Written task: Return the full listing exactly as it is written.

Dataset:
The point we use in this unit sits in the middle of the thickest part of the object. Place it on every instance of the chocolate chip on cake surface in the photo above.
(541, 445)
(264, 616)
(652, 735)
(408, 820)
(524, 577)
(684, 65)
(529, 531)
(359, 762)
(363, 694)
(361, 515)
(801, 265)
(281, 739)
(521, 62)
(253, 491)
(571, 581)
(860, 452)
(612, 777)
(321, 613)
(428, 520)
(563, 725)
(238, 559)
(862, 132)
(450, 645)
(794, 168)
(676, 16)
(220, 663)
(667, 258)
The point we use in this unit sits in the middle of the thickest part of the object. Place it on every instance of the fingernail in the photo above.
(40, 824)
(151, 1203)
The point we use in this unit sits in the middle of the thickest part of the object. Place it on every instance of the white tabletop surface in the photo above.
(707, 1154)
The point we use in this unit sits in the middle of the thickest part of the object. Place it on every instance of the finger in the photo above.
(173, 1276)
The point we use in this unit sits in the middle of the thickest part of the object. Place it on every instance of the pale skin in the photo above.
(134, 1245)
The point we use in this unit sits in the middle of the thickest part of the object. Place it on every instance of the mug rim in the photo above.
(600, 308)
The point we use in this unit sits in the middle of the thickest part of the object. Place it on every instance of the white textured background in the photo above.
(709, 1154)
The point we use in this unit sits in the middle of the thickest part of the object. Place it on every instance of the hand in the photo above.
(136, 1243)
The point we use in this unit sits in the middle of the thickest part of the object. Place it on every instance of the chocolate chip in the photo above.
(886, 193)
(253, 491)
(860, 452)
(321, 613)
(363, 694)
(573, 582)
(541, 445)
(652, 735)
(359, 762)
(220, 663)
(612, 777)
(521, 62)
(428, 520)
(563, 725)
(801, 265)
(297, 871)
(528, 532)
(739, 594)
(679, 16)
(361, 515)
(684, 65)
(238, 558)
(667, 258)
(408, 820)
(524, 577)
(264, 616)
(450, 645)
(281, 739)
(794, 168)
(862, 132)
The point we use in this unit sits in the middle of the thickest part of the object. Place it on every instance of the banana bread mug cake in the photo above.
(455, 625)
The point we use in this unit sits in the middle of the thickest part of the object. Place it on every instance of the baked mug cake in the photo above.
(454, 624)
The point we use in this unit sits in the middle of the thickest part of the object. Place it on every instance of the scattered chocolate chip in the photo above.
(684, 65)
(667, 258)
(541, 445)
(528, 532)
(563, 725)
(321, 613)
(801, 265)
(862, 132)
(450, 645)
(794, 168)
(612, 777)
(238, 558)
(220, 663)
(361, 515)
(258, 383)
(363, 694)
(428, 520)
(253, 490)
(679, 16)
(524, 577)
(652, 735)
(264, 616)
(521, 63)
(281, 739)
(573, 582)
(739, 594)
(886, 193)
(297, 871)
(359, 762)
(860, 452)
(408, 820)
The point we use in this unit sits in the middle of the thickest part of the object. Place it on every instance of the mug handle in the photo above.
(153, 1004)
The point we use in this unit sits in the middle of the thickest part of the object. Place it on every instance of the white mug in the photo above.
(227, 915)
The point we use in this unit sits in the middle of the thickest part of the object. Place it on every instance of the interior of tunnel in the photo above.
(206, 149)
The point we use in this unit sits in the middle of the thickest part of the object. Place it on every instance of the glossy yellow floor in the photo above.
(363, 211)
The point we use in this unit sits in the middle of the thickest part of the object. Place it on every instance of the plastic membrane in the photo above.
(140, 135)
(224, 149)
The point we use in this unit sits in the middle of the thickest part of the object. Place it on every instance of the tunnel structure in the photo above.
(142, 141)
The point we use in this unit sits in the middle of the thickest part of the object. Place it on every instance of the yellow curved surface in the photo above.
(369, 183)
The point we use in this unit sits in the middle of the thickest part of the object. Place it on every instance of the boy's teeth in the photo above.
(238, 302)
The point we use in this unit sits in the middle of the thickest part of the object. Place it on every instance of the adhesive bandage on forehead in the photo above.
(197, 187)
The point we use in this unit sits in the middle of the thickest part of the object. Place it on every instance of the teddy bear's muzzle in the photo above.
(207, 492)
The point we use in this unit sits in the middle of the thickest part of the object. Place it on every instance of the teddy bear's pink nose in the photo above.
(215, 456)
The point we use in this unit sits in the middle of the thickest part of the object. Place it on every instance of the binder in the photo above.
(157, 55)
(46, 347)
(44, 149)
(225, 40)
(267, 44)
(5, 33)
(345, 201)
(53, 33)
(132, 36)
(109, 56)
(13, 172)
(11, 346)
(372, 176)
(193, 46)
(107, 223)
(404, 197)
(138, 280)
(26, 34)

Exercise result:
The point we use in this unit sits in the middle of the thickest part of the object. Place it on every instance of the chocolate chip on cake surface in the photo above.
(541, 445)
(264, 616)
(652, 735)
(408, 820)
(524, 577)
(684, 65)
(529, 531)
(359, 762)
(363, 694)
(361, 515)
(801, 265)
(281, 739)
(521, 62)
(253, 491)
(571, 581)
(860, 452)
(612, 777)
(321, 613)
(428, 520)
(563, 725)
(238, 559)
(862, 132)
(450, 645)
(794, 168)
(676, 16)
(220, 663)
(667, 258)
The point we use in this unit sits in the middle of the thickest part of the object. Place it on every instance of the fingernail in the photo above.
(40, 824)
(151, 1203)
The point we use in this unit sits in the middle of the thickest part of the object. Place it on every instance of the white tabletop surface in the photo above.
(707, 1154)
The point we use in this unit sits in the middle of the thickest part of the object. Place it on every instance of the finger in the photo above.
(173, 1276)
The point we use in this unit sits in the middle of the thickest part of the object. Place it on every instance of the pale skin in the photo above.
(134, 1245)
The point we use in this unit sits in the middle of the thickest part of the object. Place it on every instance of the mug rim in the photo above.
(600, 308)
The point we use in this unit sits in the middle of the thickest part of the object. Place it on every instance of the white textured background in the photo above.
(709, 1154)
The point we use in this unit sits in the middle of the thickest part of the object. Place it on every instance of the hand in the photo above.
(136, 1243)
The point we use in this unit sits in the middle of the thickest part of the object. Place it on every instance of the chocolate chip in the photo above.
(886, 193)
(253, 491)
(860, 452)
(321, 613)
(363, 694)
(573, 582)
(541, 445)
(652, 735)
(359, 762)
(220, 663)
(612, 777)
(521, 62)
(428, 520)
(563, 725)
(801, 265)
(297, 871)
(528, 532)
(739, 594)
(679, 16)
(361, 515)
(684, 65)
(238, 558)
(667, 258)
(408, 820)
(524, 577)
(264, 616)
(450, 645)
(281, 739)
(794, 168)
(862, 132)
The point we use in this unit sits in the middle of the thickest part of the object. Place it on every instance of the banana bread mug cake in the photo above.
(455, 625)
The point we use in this unit sits in the middle of the thickest part of the object. Place it on every instance of the baked mug cake in the photo above.
(454, 624)
The point we use in this unit sits in the middle of the thickest part of the object. Place it on every instance of the scattered chocolate chip in the photo above.
(684, 65)
(667, 258)
(541, 445)
(528, 532)
(563, 725)
(321, 613)
(801, 265)
(862, 132)
(450, 645)
(794, 168)
(612, 777)
(238, 558)
(220, 663)
(361, 515)
(258, 383)
(363, 694)
(428, 520)
(253, 490)
(679, 16)
(524, 577)
(652, 735)
(264, 616)
(521, 63)
(281, 739)
(573, 582)
(739, 594)
(886, 193)
(297, 871)
(359, 762)
(860, 452)
(408, 820)
The point we use in this unit sits in the middle of the thickest part of the object. Place it on every instance of the mug handle in the photo above.
(153, 1004)
The point we use in this unit sits in the middle of the thickest part of the object. Place it on every instance of the white mug in the photo above.
(227, 915)
The point we use in this unit sits in the middle of the thickest part of the object. Place it on every instance of the interior of tunnel in the photo above.
(206, 149)
The point we use in this unit sits in the middle of the thickest part of the object. Place it on every instance of the glossy yellow floor in the photo above.
(363, 211)
The point we use in this unit sits in the middle of the thickest part of the object. Place it on every instance of the plastic membrane in the photo above.
(140, 135)
(224, 149)
The point we use in this unit sits in the middle of the thickest part of the object. Place it on every instance of the tunnel structure in the photo above.
(142, 141)
The point we use in this unit sits in the middle of the thickest part of the object. Place it on every instance of the yellow curved surface in the photo above.
(369, 183)
The point we use in this unit sits in the middle of the thickest part of the object. Place it on every instance of the boy's teeth in the photo above.
(238, 302)
The point we use in this unit sits in the middle of the thickest part of the object. Place it on every instance of the adhesive bandage on forehead in the photo above.
(197, 187)
The point we use in this unit sits in the middle of the thickest part of the object. Place it on every instance of the teddy bear's muzzle in the photo above.
(207, 492)
The point we use in this unit sits in the middle of the thickest part of the object. Place it on every instance of the teddy bear's pink nose in the photo above.
(215, 456)
The point we use in this unit sits in the middle of the thickest part of the object. Place it on every instance of the binder in the photo above.
(157, 55)
(46, 347)
(44, 149)
(225, 40)
(267, 44)
(5, 33)
(345, 201)
(53, 33)
(132, 36)
(109, 56)
(13, 172)
(11, 346)
(372, 176)
(193, 46)
(107, 223)
(404, 197)
(138, 280)
(26, 34)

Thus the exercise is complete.